### [Set task A]
Update the text on Philippine heritage nominations by writing it out from "The UNESCO National" up to and including "Trade Route Documents.", with "registers" changed to "lists".

The UNESCO National Commission of the Philippines (UNACOM) has expressed its intent to nominate numerous documentary heritage into the UNESCO Memory of the World's international, regional, and national registers. Among the nomination priorities raised include (1) La Solidaridad Newspapers, (2) Jose Rizal's Noli Me Tángere and El filibusterismo, (3) the Laguna Copperplate, (4) Ramon Obusan's Ethnographic Films, (5) World War II Documents on "Comfort Women" ("Comfort Women" Papers in the Philippines), (6) Makinaugalingon, collection of Ilonggo community paper, (7) Philippine Insurgencies Records, and (8) Manila-Acapulco Galleon Trade Route Documents.

Other forthcoming nominations were also mentioned, which include (1) Plays of Magdalena Jalandoni, (2) 1911-1923 Philippine Cinema Flyers, (3) Marcelo H. Del Pilar "Plaridel" Papers, (4) Order of Yamashita Treasure (Surrender Papers of Yamashita), and (5) Philippine Peace Accords of the Bangsamoro People.

### [Dataset records]

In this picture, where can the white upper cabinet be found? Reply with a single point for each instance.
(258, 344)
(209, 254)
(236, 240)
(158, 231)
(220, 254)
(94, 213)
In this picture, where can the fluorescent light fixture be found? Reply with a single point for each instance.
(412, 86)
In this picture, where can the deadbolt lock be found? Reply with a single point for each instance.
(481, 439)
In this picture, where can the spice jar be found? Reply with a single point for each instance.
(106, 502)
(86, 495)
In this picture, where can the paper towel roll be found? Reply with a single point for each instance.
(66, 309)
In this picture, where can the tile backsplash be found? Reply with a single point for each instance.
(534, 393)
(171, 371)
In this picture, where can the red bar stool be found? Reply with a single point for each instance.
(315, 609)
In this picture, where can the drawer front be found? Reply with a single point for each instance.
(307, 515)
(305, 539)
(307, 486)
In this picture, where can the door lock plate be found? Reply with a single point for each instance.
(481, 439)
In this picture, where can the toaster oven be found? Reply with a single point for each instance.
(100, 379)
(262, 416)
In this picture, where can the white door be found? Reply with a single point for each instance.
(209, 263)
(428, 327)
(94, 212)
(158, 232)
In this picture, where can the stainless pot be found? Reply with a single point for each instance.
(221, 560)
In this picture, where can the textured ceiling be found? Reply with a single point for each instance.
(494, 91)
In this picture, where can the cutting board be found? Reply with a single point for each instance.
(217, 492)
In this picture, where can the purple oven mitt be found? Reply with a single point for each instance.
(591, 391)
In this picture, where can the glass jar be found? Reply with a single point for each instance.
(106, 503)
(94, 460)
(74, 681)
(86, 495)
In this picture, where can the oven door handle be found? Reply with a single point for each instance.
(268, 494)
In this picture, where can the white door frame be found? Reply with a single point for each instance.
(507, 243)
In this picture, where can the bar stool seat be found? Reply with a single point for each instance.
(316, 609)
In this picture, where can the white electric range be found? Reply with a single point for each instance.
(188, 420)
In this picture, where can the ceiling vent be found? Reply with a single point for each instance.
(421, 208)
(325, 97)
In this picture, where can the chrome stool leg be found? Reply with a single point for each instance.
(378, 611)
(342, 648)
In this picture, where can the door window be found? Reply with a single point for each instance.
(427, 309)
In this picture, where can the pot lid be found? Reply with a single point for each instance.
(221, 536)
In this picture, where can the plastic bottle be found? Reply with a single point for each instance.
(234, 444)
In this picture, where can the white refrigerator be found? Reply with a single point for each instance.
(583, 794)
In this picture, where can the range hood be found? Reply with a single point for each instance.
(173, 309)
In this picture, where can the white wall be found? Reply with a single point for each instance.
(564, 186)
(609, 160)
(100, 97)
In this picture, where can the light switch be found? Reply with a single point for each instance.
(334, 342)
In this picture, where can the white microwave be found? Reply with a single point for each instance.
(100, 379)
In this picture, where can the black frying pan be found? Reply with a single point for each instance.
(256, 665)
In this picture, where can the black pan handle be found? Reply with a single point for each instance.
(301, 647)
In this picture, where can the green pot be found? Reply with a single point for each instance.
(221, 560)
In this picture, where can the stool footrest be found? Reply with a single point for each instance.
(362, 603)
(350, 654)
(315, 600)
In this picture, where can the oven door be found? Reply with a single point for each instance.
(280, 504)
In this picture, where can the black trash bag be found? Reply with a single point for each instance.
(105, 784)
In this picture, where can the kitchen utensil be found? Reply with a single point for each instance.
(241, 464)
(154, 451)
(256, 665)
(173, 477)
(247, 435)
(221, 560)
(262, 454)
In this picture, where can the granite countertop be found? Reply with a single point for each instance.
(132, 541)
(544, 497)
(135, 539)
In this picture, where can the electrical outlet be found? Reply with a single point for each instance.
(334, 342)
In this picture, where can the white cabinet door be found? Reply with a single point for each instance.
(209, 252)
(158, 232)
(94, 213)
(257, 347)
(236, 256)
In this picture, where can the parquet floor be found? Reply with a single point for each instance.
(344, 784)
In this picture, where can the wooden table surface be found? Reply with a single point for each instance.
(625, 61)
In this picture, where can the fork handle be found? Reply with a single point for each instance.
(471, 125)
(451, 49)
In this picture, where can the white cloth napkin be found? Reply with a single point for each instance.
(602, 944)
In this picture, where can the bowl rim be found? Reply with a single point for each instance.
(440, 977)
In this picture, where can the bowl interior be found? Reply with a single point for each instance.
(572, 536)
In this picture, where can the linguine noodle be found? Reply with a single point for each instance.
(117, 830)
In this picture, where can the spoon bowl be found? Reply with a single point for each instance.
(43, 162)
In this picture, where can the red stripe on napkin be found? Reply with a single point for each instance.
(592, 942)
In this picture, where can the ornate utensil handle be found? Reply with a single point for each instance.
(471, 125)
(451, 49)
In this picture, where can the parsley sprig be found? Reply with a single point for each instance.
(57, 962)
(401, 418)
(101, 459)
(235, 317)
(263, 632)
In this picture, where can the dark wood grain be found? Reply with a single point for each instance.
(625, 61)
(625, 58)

### [Set task B]
List every line of the entries that contains the string "door", treating uppercase and lowercase as different.

### [Full output A]
The UNESCO National Commission of the Philippines (UNACOM) has expressed its intent to nominate numerous documentary heritage into the UNESCO Memory of the World's international, regional, and national lists. Among the nomination priorities raised include (1) La Solidaridad Newspapers, (2) Jose Rizal's Noli Me Tángere and El filibusterismo, (3) the Laguna Copperplate, (4) Ramon Obusan's Ethnographic Films, (5) World War II Documents on "Comfort Women" ("Comfort Women" Papers in the Philippines), (6) Makinaugalingon, collection of Ilonggo community paper, (7) Philippine Insurgencies Records, and (8) Manila-Acapulco Galleon Trade Route Documents.

### [Full output B]
In this picture, where can the door lock plate be found? Reply with a single point for each instance.
In this picture, where can the white door be found? Reply with a single point for each instance.
In this picture, where can the oven door handle be found? Reply with a single point for each instance.
In this picture, where can the white door frame be found? Reply with a single point for each instance.
In this picture, where can the door window be found? Reply with a single point for each instance.
In this picture, where can the oven door be found? Reply with a single point for each instance.
In this picture, where can the white cabinet door be found? Reply with a single point for each instance.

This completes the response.